Short task
Pull out every line of the records that contains the word "tree", matching case exactly.

━━━━━ Given information

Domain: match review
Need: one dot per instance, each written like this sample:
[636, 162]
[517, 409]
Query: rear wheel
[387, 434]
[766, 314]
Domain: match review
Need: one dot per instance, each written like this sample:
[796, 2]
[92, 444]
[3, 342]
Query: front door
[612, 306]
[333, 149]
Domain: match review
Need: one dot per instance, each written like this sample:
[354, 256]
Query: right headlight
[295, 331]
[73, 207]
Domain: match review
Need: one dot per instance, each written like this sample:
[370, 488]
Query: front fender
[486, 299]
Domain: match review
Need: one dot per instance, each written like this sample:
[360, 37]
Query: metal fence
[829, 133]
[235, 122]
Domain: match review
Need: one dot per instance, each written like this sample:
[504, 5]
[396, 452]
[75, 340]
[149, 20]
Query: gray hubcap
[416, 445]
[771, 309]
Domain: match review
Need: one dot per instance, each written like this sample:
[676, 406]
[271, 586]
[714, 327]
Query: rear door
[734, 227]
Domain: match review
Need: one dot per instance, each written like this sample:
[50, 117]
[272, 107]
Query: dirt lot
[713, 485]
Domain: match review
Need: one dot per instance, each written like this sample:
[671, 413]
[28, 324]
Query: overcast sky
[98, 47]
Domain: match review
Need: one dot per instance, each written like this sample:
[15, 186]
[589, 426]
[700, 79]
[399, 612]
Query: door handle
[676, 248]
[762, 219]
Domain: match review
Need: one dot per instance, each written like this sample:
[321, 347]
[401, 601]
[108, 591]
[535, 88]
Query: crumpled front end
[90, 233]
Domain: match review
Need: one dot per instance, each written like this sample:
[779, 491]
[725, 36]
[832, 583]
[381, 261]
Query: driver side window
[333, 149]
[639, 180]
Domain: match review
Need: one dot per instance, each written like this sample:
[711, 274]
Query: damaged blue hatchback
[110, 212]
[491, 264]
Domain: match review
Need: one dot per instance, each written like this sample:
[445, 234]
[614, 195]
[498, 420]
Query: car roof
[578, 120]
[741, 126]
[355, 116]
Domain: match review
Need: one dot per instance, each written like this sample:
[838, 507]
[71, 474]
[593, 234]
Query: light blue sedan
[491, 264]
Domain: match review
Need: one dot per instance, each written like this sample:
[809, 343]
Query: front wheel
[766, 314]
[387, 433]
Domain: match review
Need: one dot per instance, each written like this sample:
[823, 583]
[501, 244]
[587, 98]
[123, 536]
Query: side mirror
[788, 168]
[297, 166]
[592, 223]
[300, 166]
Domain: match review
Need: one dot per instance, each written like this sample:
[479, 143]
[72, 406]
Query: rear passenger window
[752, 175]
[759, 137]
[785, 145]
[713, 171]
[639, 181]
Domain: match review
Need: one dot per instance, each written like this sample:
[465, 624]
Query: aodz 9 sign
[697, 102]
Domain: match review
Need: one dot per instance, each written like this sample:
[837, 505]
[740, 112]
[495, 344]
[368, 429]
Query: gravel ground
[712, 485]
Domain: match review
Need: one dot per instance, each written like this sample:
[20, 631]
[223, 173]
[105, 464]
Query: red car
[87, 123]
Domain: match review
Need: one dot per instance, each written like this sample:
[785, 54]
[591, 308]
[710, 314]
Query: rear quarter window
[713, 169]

━━━━━━━━━━
━━━━━ Given information

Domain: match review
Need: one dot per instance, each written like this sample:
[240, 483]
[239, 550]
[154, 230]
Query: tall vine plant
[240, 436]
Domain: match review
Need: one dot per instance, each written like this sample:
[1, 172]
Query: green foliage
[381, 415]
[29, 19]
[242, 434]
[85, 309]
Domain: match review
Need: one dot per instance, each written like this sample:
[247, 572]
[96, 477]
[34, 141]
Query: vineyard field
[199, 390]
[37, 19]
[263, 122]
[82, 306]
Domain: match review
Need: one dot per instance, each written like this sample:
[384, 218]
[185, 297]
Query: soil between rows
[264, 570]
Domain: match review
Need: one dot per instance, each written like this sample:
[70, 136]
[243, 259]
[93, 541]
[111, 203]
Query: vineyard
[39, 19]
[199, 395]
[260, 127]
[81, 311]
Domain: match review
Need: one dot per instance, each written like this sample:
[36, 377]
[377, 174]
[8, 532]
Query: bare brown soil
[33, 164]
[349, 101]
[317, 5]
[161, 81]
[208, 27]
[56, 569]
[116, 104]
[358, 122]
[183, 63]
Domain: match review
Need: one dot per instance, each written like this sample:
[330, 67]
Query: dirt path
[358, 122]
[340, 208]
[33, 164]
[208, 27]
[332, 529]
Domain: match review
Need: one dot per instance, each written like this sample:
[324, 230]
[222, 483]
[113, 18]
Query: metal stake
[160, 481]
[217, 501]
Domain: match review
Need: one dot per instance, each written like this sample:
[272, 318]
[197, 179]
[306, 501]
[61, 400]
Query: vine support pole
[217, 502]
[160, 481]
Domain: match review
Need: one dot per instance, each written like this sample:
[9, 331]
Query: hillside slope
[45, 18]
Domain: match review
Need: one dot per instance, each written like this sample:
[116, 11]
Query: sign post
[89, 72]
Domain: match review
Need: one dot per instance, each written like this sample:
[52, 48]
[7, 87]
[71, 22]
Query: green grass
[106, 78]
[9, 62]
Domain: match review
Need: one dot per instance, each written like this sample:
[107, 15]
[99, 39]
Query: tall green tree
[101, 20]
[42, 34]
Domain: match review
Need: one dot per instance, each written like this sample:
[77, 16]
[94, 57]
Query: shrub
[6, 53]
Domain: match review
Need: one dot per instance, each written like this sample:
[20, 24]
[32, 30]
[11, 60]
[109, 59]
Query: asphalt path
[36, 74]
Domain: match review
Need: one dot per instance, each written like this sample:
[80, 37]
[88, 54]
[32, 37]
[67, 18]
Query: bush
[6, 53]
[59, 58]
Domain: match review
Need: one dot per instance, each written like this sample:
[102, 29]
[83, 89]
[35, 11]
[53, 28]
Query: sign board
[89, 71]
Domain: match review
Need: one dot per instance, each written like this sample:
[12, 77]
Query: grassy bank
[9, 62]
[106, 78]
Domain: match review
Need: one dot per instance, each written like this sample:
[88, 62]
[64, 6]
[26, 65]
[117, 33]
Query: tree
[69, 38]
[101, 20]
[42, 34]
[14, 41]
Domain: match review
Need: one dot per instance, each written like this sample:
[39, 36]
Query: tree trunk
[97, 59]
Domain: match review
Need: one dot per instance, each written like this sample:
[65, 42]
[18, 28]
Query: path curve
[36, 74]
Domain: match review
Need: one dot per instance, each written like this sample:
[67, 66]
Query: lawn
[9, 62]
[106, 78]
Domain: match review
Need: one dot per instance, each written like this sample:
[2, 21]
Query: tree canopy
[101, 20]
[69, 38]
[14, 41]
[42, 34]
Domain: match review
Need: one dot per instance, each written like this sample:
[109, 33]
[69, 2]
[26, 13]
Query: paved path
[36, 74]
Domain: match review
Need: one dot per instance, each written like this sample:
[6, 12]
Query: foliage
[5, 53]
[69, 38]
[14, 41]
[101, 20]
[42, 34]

━━━━━━━━━━

Task response
Query: tall green tree
Query: tree
Query: tree trunk
Query: tree canopy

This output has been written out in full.